SHORT PROBLEM: Below is a listing to write out in full, exactly as given, without its pictures.

RECORDS PROVIDED:
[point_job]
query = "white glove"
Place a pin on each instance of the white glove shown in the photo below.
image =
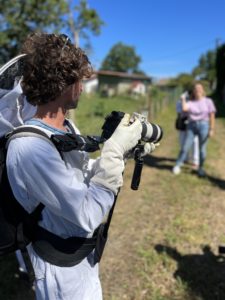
(149, 148)
(110, 166)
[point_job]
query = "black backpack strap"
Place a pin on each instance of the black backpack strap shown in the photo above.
(62, 252)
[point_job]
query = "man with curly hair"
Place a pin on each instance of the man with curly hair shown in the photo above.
(77, 193)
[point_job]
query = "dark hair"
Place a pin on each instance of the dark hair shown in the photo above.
(52, 63)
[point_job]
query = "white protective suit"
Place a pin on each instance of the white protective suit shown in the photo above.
(77, 194)
(73, 208)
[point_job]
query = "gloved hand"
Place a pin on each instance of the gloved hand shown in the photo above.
(110, 166)
(126, 136)
(149, 148)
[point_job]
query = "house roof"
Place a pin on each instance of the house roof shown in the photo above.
(123, 75)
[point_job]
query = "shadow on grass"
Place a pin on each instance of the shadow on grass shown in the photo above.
(217, 181)
(165, 163)
(12, 287)
(203, 274)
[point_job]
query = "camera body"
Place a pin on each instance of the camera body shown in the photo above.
(151, 133)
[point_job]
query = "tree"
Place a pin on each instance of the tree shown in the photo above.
(122, 58)
(206, 69)
(184, 80)
(18, 18)
(87, 19)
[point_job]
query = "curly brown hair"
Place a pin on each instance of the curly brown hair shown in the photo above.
(52, 64)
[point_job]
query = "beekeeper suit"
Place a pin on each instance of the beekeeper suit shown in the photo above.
(77, 193)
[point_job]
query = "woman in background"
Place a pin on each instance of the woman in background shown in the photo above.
(201, 121)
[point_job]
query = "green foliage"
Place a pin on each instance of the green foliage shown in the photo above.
(19, 18)
(206, 69)
(22, 17)
(87, 19)
(122, 58)
(184, 80)
(90, 116)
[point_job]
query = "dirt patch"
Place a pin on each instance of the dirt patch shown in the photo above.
(160, 232)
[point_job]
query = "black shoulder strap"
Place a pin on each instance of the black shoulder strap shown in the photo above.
(28, 129)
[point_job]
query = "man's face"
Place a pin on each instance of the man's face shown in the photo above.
(73, 94)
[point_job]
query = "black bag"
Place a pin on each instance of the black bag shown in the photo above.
(181, 122)
(18, 228)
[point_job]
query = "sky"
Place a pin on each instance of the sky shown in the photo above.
(168, 35)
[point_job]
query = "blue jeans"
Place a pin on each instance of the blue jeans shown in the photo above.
(201, 129)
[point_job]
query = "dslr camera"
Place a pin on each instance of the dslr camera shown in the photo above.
(151, 133)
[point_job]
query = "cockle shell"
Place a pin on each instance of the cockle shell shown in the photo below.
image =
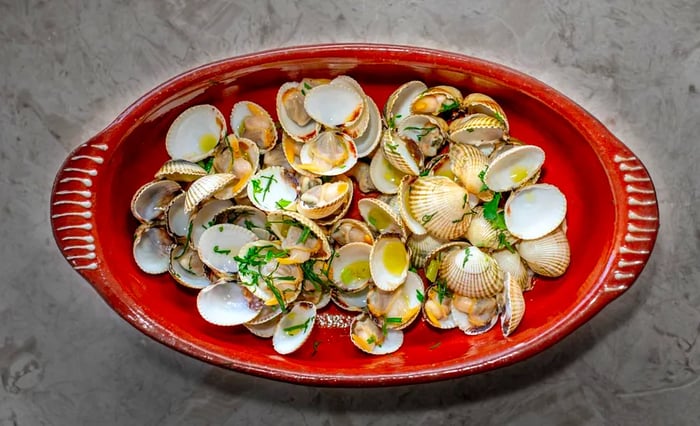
(476, 129)
(249, 120)
(354, 256)
(381, 217)
(294, 119)
(471, 272)
(151, 248)
(398, 105)
(219, 244)
(441, 205)
(294, 328)
(367, 336)
(402, 153)
(384, 176)
(549, 255)
(347, 231)
(195, 133)
(180, 171)
(535, 211)
(514, 305)
(389, 261)
(334, 105)
(510, 169)
(484, 104)
(398, 308)
(150, 202)
(469, 164)
(227, 303)
(205, 188)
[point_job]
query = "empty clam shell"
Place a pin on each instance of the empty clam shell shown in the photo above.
(294, 328)
(249, 120)
(350, 270)
(369, 337)
(441, 206)
(205, 188)
(334, 105)
(535, 211)
(514, 305)
(180, 170)
(150, 202)
(151, 249)
(549, 255)
(471, 272)
(511, 168)
(195, 133)
(227, 303)
(389, 262)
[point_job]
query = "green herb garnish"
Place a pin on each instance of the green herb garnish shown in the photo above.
(221, 251)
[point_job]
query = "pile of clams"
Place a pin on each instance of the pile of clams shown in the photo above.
(451, 224)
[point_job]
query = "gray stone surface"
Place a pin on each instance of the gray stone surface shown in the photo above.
(68, 67)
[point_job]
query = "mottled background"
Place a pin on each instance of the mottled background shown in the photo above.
(68, 67)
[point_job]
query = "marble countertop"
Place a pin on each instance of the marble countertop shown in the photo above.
(68, 67)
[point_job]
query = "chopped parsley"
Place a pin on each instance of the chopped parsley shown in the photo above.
(221, 251)
(295, 329)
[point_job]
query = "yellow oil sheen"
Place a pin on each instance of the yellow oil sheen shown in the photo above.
(394, 257)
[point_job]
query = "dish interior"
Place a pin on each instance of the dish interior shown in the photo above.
(571, 164)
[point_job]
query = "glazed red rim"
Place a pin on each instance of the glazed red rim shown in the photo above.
(613, 215)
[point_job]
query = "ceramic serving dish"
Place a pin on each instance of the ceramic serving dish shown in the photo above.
(612, 216)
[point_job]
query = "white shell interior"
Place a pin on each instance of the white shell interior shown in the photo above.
(226, 304)
(535, 211)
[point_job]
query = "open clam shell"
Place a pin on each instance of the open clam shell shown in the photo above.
(471, 272)
(385, 177)
(513, 305)
(441, 205)
(398, 105)
(150, 202)
(400, 307)
(180, 171)
(369, 337)
(535, 210)
(476, 129)
(380, 217)
(294, 119)
(548, 255)
(350, 270)
(402, 153)
(427, 131)
(249, 120)
(331, 153)
(469, 164)
(187, 269)
(389, 262)
(437, 309)
(437, 100)
(346, 231)
(195, 133)
(325, 199)
(474, 316)
(227, 303)
(294, 328)
(204, 188)
(204, 218)
(511, 168)
(300, 236)
(273, 188)
(219, 244)
(334, 105)
(475, 103)
(151, 248)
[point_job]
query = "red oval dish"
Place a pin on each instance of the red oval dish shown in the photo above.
(612, 216)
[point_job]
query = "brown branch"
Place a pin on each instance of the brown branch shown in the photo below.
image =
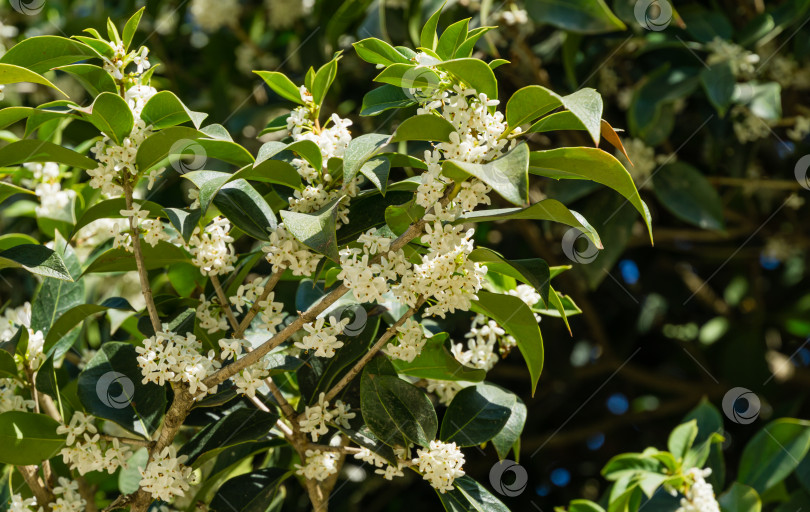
(144, 278)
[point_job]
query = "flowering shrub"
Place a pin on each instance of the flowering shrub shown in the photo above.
(294, 303)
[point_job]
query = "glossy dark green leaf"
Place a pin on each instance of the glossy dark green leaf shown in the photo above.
(36, 259)
(436, 362)
(515, 317)
(246, 209)
(581, 16)
(30, 150)
(773, 453)
(396, 411)
(427, 127)
(315, 230)
(111, 387)
(165, 109)
(688, 195)
(508, 175)
(477, 414)
(28, 438)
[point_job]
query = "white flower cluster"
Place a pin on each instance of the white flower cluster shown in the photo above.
(167, 356)
(700, 496)
(369, 282)
(440, 464)
(410, 341)
(384, 467)
(322, 338)
(210, 15)
(445, 274)
(165, 476)
(284, 251)
(743, 63)
(319, 465)
(212, 248)
(85, 451)
(53, 201)
(314, 418)
(67, 496)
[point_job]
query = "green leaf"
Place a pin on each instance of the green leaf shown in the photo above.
(508, 175)
(396, 411)
(682, 438)
(533, 272)
(475, 73)
(251, 492)
(773, 453)
(239, 426)
(477, 414)
(77, 314)
(718, 81)
(41, 53)
(688, 195)
(315, 230)
(580, 16)
(28, 438)
(428, 38)
(7, 190)
(586, 104)
(131, 26)
(246, 209)
(384, 98)
(740, 498)
(452, 37)
(164, 109)
(111, 209)
(509, 436)
(470, 496)
(515, 317)
(377, 170)
(29, 150)
(547, 209)
(427, 127)
(529, 103)
(281, 85)
(359, 151)
(436, 362)
(375, 51)
(36, 259)
(11, 74)
(93, 78)
(590, 164)
(120, 260)
(111, 387)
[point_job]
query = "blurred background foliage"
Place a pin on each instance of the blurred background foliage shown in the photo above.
(713, 101)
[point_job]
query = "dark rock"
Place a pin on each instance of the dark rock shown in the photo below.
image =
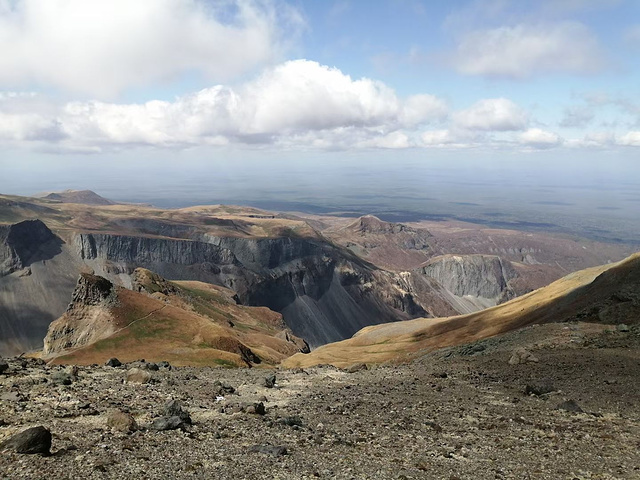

ANSWER TO THE TASK:
[point_job]
query = "white glove"
Place a pin on each instance of the white glove shown in the photo below.
image =
(149, 148)
(110, 166)
[point_job]
query = "black backpack strap"
Place a pin on each instance of the black backpack strap shown in the photo above.
(62, 252)
[point_job]
query = "man with curly hair"
Place a pin on each instance of the man with curly hair shown in the photo above.
(77, 193)
[point_job]
query = "dark hair"
Place a pin on each instance of the dark hair shown in the photo above.
(52, 63)
[point_job]
query = "white protective suit"
Place a pin on each instance of the white protective suit shown in the photo above.
(77, 194)
(73, 208)
[point_job]
query = "gloved hand"
Place a pin on each instance of the gloved hand shown in the photo above.
(110, 166)
(126, 136)
(149, 148)
[point_job]
query = "house roof"
Place a pin on each instance of the house roof shown in the photo above.
(123, 75)
[point_job]
query = "shadow on grass"
Place a pin on each instance of the shadow on grass shown in the photo above.
(217, 181)
(165, 163)
(12, 287)
(203, 274)
[point_job]
query = "camera body"
Place a pin on each instance of the camera body shown in the photo above.
(151, 133)
[point_job]
query = "tree"
Place a pin on each instance of the tree shown in the photo above.
(122, 58)
(206, 69)
(184, 80)
(18, 18)
(87, 19)
[point_job]
query = "curly brown hair"
Place a pin on each instance of the curly brown hair shown in the photo above.
(52, 64)
[point_job]
query = "beekeeper suit"
Place a pin on each instance of the beekeeper suit shown in the photo above.
(77, 193)
[point_job]
query = "woman in background"
Place a pin on each instance of the woman in background shown in the photo above.
(201, 121)
[point_job]
query = "green foliage"
Place a pin on each instance of the green foliage shown in the photo above.
(19, 18)
(206, 69)
(22, 17)
(87, 19)
(122, 58)
(184, 80)
(90, 116)
[point_job]
query = "dirt patch"
Place a pin on each instance of the dirt patch shown in the photo above.
(160, 232)
[point_job]
query = "black shoulder strap"
Place a pin on each instance of the black shoulder strap shown in the photo above.
(28, 129)
[point_job]
query = "man's face"
Place a pin on each instance of the man's face shown in the photo above.
(73, 94)
[point_job]
query = "black bag"
Place a pin on each instance of the black bag shown in the photo above.
(181, 122)
(18, 228)
[point_job]
query = "sky"
Place a pin on each instance of the sky shown in the photo above.
(168, 35)
[point_job]
query = "blue jeans"
Place a pin on each instance of the blue jeans shown in the photo above.
(201, 129)
[point_job]
query = "dslr camera"
Place a pin on each instance of the dslr camera shown in the photo above.
(151, 133)
[point_job]
query = "cockle shell"
Place a pin on each instance of the cockle shell shown in the photo below.
image =
(476, 129)
(249, 120)
(354, 256)
(381, 217)
(294, 119)
(471, 272)
(151, 248)
(398, 105)
(219, 244)
(441, 205)
(294, 328)
(367, 336)
(402, 153)
(384, 176)
(549, 255)
(347, 231)
(195, 133)
(180, 171)
(535, 211)
(514, 305)
(389, 261)
(334, 105)
(510, 169)
(484, 104)
(398, 308)
(150, 202)
(469, 164)
(227, 303)
(205, 188)
[point_job]
query = "empty clam shell"
Place a pin on each instance of the empty clam shell shown in the photo above.
(294, 328)
(249, 120)
(350, 270)
(369, 337)
(441, 206)
(205, 188)
(334, 105)
(535, 211)
(514, 305)
(180, 170)
(150, 202)
(151, 249)
(549, 255)
(471, 272)
(511, 168)
(195, 133)
(227, 303)
(389, 262)
[point_job]
query = "green herb garnish"
Place a pin on each instance of the green herb garnish shown in the photo above.
(221, 251)
[point_job]
query = "pile of clams"
Place a pin on each instance of the pile of clams shown in the photo above.
(451, 224)
[point_job]
query = "gray stone surface"
Place a pin on each instance of the gray stone surface shown in the photo above.
(68, 67)
[point_job]
query = "mottled background"
Place a pin on each instance of the mottled background shown in the photo above.
(68, 67)
[point_job]
query = "marble countertop"
Place a pin on each instance of the marble countertop shown in the photo above.
(68, 67)
[point_job]
query = "chopped parsley"
Place a pin on each instance of the chopped parsley shown in the photo above.
(221, 251)
(295, 329)
[point_job]
query = "yellow oil sheen"
Place a pin on each instance of the yellow oil sheen shown in the photo above.
(394, 257)
[point_job]
query = "dish interior"
Place a pin on each instance of the dish interior shown in the photo above.
(571, 164)
[point_job]
query = "glazed red rim"
Place a pin on each instance of the glazed red rim shown in the photo above.
(613, 215)
[point_job]
query = "ceramic serving dish"
Place a pin on each instance of the ceramic serving dish shown in the photo above.
(612, 216)
[point_job]
query = "white shell interior"
Place a pin on each instance of the white shell interior shown in the photo above.
(226, 304)
(535, 211)
[point_job]
query = "open clam shell"
Place a pin on each instance of the open clam shell shown in the photo above.
(471, 272)
(385, 177)
(513, 305)
(441, 205)
(398, 105)
(150, 202)
(400, 307)
(180, 171)
(369, 337)
(535, 210)
(476, 129)
(380, 217)
(294, 119)
(548, 255)
(350, 270)
(402, 153)
(427, 131)
(249, 120)
(331, 153)
(469, 164)
(187, 269)
(389, 262)
(437, 309)
(437, 100)
(346, 231)
(195, 133)
(325, 199)
(474, 316)
(227, 303)
(294, 328)
(204, 188)
(204, 218)
(511, 168)
(300, 236)
(273, 188)
(219, 244)
(334, 105)
(475, 103)
(151, 248)
[point_job]
query = "red oval dish"
Place a pin on each instance of the red oval dish shown in the photo above.
(612, 216)
[point_job]
query = "brown branch"
Place a pin on each instance of the brown branch shown in the photo below.
image =
(144, 278)
[point_job]
query = "flowering shrub"
Place a pin on each instance of the flowering shrub shown in the photo above.
(294, 303)
[point_job]
query = "glossy dark green leaf"
Place a pin on each instance of the glossy dark green leaf shown in the photo above.
(36, 259)
(436, 362)
(515, 317)
(246, 209)
(581, 16)
(30, 150)
(773, 453)
(396, 411)
(427, 127)
(315, 230)
(111, 387)
(165, 109)
(688, 195)
(508, 175)
(477, 414)
(28, 438)
[point_job]
query = "white flower cluster"
Place a pin on each instance of the white flower cluster shown in the photo above.
(167, 356)
(700, 496)
(369, 282)
(440, 464)
(410, 341)
(384, 467)
(322, 338)
(210, 15)
(445, 274)
(165, 476)
(284, 251)
(743, 63)
(319, 465)
(212, 248)
(85, 451)
(53, 201)
(314, 418)
(67, 496)
[point_job]
query = "green leaf"
Place a pin on each instance of the green leaf shown in the photo above.
(508, 175)
(396, 411)
(682, 438)
(533, 272)
(475, 73)
(251, 492)
(773, 453)
(239, 426)
(477, 414)
(77, 314)
(718, 81)
(41, 53)
(688, 195)
(315, 230)
(580, 16)
(28, 438)
(428, 38)
(7, 190)
(586, 104)
(131, 26)
(246, 209)
(384, 98)
(740, 498)
(452, 37)
(164, 109)
(111, 209)
(509, 436)
(470, 496)
(515, 317)
(377, 170)
(29, 150)
(547, 209)
(427, 127)
(529, 103)
(281, 85)
(359, 151)
(436, 362)
(375, 51)
(36, 259)
(11, 74)
(93, 78)
(590, 164)
(120, 260)
(111, 387)
[point_job]
query = "blurred background foliage"
Place a pin on each instance of the blurred background foliage shown in the photo above.
(713, 101)
[point_job]
query = "dark rock"
Place a pin on each instance of the dark rock shown in the photo below.
image =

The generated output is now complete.